* Requirements *
Copy the records below, starting at the line that contains "Note to the class: mark the air" and ending with the last line of the records, requests included, and add -28 to every coordinate in the answers.

* Data excerpts *
####
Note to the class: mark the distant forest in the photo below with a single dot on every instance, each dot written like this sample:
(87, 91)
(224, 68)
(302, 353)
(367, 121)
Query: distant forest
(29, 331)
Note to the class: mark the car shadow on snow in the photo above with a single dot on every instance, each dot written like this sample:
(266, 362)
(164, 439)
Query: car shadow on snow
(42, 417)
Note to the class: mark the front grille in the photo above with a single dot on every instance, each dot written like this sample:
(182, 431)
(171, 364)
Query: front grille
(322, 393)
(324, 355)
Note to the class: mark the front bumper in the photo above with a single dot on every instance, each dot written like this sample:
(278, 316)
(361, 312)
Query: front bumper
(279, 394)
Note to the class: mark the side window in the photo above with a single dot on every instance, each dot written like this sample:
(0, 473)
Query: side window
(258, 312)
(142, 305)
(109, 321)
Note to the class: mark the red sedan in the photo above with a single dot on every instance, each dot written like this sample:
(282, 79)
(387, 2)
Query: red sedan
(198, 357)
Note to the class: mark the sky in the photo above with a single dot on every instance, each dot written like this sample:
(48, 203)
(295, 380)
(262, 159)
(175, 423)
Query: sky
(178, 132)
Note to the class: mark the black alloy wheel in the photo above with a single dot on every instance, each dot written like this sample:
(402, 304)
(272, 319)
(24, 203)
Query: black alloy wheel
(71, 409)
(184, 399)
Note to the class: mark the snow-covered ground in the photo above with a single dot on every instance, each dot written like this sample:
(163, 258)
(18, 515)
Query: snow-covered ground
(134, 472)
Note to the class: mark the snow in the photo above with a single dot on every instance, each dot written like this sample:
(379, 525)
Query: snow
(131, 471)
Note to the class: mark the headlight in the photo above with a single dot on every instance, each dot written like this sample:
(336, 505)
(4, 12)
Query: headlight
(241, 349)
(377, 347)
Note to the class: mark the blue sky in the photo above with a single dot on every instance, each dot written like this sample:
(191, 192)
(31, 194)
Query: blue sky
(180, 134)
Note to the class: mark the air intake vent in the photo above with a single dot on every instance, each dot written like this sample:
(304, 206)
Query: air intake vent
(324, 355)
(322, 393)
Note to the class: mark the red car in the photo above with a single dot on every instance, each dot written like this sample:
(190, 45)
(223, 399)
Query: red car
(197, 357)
####
* Correct output *
Note to the class: mark the air intake vent in the photo above with a single dot on every instance, each dot written like this sample:
(304, 206)
Query: air intake vent
(296, 327)
(294, 365)
Note to the class: mark the red car in the photo above with a single dot on every instance, each dot written like this sample:
(190, 45)
(223, 399)
Query: red car
(169, 329)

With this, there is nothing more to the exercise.